### Extract to read:
□ □ □ □
Until now, imported medicines attracted customs duties making already expensive treatments even harder to afford. By removing this duty, government aims to reduce cost of treatment for cancer patients across the country.
This move is being seen as targeted relief, focused, specific, and urgently needed.
Seven more rare diseases added to duty-free list
Cancer treatment doesn’t stop at chemotherapy. Many patients also require special medicines, nutrition supplements, food for medical purposes that are not always available locally.
In addition, government expanded support by adding seven more rare diseases to list eligible for customs duty exemption on personal imports. This includes drugs, medicines and food for Special Medical Purposes (FSMP).
For families importing specialised therapies from abroad, this change could mean saving thousands, sometimes lakhs, of rupees.
Quiet push for “ease of living”?
While announcing these changes, Finance Minister Sitharaman framed them under a larger idea: ease of Living. The logic is simple. If everyday essentials, health care, personal imports become cheaper, life becomes a little less stressful.
□ □ □ □
Dataset entries
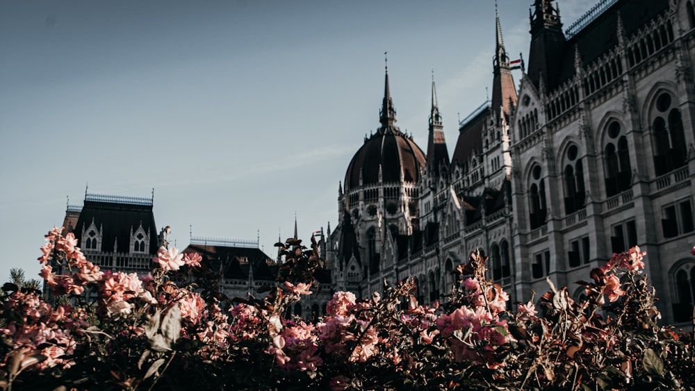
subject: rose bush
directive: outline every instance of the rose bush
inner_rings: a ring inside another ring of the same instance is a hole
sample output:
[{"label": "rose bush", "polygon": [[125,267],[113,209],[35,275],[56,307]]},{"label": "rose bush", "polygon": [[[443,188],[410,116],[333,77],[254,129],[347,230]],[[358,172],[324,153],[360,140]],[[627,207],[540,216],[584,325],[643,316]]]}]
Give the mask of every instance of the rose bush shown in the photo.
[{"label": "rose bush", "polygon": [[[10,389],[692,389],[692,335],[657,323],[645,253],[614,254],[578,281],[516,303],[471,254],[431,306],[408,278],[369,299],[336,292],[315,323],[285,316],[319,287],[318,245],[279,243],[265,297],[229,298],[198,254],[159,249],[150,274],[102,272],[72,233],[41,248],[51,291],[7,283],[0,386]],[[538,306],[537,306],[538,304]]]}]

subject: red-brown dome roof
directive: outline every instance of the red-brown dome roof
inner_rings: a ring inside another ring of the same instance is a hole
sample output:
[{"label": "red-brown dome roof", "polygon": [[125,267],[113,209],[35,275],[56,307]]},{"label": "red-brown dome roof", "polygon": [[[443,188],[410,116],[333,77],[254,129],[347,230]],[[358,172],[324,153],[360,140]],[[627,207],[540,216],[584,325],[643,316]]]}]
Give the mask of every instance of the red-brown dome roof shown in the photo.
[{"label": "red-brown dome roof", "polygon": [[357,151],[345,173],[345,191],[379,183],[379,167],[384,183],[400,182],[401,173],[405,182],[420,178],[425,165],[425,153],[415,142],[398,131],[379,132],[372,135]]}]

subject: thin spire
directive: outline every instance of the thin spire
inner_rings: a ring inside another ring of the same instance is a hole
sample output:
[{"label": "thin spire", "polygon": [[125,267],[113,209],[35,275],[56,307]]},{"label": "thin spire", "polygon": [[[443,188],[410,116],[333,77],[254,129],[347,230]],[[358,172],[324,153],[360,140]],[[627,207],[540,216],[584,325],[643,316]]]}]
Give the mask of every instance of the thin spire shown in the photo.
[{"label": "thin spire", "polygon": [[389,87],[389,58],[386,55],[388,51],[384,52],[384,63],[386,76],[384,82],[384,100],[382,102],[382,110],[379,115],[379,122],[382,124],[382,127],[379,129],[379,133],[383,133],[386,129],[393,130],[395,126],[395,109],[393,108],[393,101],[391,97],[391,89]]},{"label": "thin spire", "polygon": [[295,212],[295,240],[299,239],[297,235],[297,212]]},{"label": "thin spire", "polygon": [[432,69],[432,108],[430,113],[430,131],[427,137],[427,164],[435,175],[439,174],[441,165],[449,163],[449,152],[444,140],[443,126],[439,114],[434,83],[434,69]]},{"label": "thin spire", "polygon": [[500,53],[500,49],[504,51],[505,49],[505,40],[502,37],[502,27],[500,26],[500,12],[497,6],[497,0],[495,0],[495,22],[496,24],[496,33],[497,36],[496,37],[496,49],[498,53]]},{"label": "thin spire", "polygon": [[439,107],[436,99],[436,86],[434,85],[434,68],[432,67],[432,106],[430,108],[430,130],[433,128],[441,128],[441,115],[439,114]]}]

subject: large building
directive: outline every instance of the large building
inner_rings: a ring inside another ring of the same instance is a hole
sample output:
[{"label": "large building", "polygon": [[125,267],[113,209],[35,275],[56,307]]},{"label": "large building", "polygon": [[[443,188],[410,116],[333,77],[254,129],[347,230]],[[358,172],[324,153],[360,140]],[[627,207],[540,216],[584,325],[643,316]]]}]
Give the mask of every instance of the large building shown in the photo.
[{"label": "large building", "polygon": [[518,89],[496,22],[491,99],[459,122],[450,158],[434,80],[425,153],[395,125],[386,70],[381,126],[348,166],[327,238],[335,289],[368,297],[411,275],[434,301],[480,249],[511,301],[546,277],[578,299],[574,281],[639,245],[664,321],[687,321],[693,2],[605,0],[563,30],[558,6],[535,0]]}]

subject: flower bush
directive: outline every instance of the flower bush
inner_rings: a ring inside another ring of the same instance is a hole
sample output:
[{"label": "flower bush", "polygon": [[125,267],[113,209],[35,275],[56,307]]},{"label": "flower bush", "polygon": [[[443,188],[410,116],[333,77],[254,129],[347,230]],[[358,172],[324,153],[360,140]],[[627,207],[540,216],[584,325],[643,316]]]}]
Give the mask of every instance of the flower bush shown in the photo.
□ □ □ □
### Task item A:
Echo the article on customs duty relief for medicines, starting with "Seven more rare diseases added" and going on through "lakhs, of rupees.".
### Task item B:
Give what follows in the article on customs duty relief for medicines, continuing on from its final sentence.
The records are not required for this work.

### Response box A:
Seven more rare diseases added to duty-free list
Cancer treatment doesn’t stop at chemotherapy. Many patients also require special medicines, nutrition supplements, food for medical purposes that are not always available locally.
In addition, government expanded support by adding seven more rare diseases to list eligible for customs duty exemption on personal imports. This includes drugs, medicines and food for Special Medical Purposes (FSMP).
For families importing specialised therapies from abroad, this change could mean saving thousands, sometimes lakhs, of rupees.

### Response box B:
To support this, the government also decided to rationalise the customs duty structure for goods imported for personal use. This means fewer confusing slabs and lower rates overall.
What gets cheaper after Budget 2026?
Now to the question everyone asks after every budget: So what actually gets cheaper?
Here’s the list that matters:
– Cancer medicines (17 essential drugs)
– Medicines for seven rare diseases
– Diabetes medicines
– Medicines for autoimmune diseases
For patients dealing with chronic illness, this could mean long-term savings and easier access to treatment.